__OBJECTIVE__
Edit the records below by replacing each occurrence of "straightforward" with "simple", and reproduce every line otherwise unchanged.

__INPUT RECORDS__
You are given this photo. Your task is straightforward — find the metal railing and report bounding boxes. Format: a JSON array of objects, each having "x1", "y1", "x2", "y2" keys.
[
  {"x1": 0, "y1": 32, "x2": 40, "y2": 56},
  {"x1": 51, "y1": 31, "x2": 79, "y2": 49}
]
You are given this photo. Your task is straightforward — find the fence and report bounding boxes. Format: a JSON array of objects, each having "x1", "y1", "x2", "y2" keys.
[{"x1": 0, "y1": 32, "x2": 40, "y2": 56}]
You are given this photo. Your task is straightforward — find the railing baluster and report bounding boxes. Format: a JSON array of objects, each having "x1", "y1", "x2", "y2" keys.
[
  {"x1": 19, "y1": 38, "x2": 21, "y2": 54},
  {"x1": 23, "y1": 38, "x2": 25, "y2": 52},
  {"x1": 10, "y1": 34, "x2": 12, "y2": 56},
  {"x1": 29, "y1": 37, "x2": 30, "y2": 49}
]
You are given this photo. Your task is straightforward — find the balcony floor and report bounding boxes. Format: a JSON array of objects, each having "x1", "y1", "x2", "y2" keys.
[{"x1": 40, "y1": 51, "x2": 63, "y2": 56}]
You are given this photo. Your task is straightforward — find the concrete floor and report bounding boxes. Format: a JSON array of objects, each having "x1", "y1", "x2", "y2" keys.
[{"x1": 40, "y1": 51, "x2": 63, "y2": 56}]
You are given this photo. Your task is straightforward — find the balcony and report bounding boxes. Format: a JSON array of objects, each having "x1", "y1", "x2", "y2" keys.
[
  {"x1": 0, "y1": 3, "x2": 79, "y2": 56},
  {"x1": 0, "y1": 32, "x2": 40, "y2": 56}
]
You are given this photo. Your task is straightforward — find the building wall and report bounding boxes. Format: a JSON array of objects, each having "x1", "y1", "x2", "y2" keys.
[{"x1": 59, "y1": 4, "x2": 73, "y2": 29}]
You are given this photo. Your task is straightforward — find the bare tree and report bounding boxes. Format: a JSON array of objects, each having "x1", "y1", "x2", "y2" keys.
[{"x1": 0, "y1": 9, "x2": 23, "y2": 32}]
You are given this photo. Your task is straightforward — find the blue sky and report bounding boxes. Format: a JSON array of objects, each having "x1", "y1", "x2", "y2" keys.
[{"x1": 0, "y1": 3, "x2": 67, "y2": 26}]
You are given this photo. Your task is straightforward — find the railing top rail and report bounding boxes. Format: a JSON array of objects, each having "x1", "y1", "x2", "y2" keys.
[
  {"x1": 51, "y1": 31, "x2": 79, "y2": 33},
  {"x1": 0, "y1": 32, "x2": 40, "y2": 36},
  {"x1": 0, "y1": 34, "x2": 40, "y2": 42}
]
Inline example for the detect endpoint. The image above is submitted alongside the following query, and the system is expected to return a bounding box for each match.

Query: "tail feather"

__EXERCISE RESPONSE__
You are given this photo. Your task is simple — find the metal railing and report bounding boxes. Format: a JSON array of objects, each having "x1", "y1", "x2", "y2" keys.
[
  {"x1": 0, "y1": 32, "x2": 40, "y2": 56},
  {"x1": 51, "y1": 31, "x2": 79, "y2": 49}
]
You are given this photo. Your task is simple — find the fence and report bounding boxes. Format: a JSON array of objects, each having "x1", "y1", "x2", "y2" keys.
[{"x1": 0, "y1": 32, "x2": 40, "y2": 56}]
You are given this photo. Your task is simple — find the railing baluster and report bounding boxes. Format: a JSON array of objects, each having "x1", "y1", "x2", "y2" keys.
[
  {"x1": 19, "y1": 38, "x2": 21, "y2": 54},
  {"x1": 23, "y1": 38, "x2": 25, "y2": 52},
  {"x1": 10, "y1": 34, "x2": 12, "y2": 56},
  {"x1": 29, "y1": 37, "x2": 30, "y2": 49}
]
You are given this photo. Your task is simple — find the balcony floor and report bounding boxes. Format: a JSON array of objects, each having "x1", "y1", "x2", "y2" keys.
[{"x1": 40, "y1": 51, "x2": 63, "y2": 56}]
You are given this photo. Your task is simple — find the concrete floor and report bounding boxes. Format: a JSON array of objects, each having "x1", "y1", "x2", "y2" keys.
[{"x1": 40, "y1": 51, "x2": 63, "y2": 56}]
You are given this photo. Your task is simple — find the balcony and report bounding boxes. Format: a JSON array of objects, each having "x1", "y1", "x2", "y2" keys.
[
  {"x1": 0, "y1": 3, "x2": 79, "y2": 56},
  {"x1": 0, "y1": 32, "x2": 40, "y2": 56}
]
You are given this photo. Your task is simple — find the building wall and report bounding boxes. Format: a JSON array of objects, each having "x1", "y1", "x2", "y2" keys.
[{"x1": 59, "y1": 4, "x2": 73, "y2": 29}]
You are given this photo. Your task is simple — find the bare tree and report bounding boxes. Format: a JSON array of objects, each having "x1", "y1", "x2", "y2" keys.
[{"x1": 0, "y1": 9, "x2": 23, "y2": 32}]
You are given this photo. Your task is simple — find the blue sky and report bounding boxes. Format: a JSON array of objects, each having "x1", "y1", "x2", "y2" keys.
[{"x1": 0, "y1": 3, "x2": 67, "y2": 26}]
You are given this photo. Your task is simple — find the railing top rail and report bounding boxes. Format: a JSON array of objects, each having "x1", "y1", "x2", "y2" keys.
[
  {"x1": 51, "y1": 31, "x2": 79, "y2": 33},
  {"x1": 0, "y1": 32, "x2": 40, "y2": 36},
  {"x1": 0, "y1": 34, "x2": 40, "y2": 42}
]
Inline example for the detect endpoint. The image above is submitted alongside the following query, and the system is expected to return a bounding box for each match.

Query: "tail feather"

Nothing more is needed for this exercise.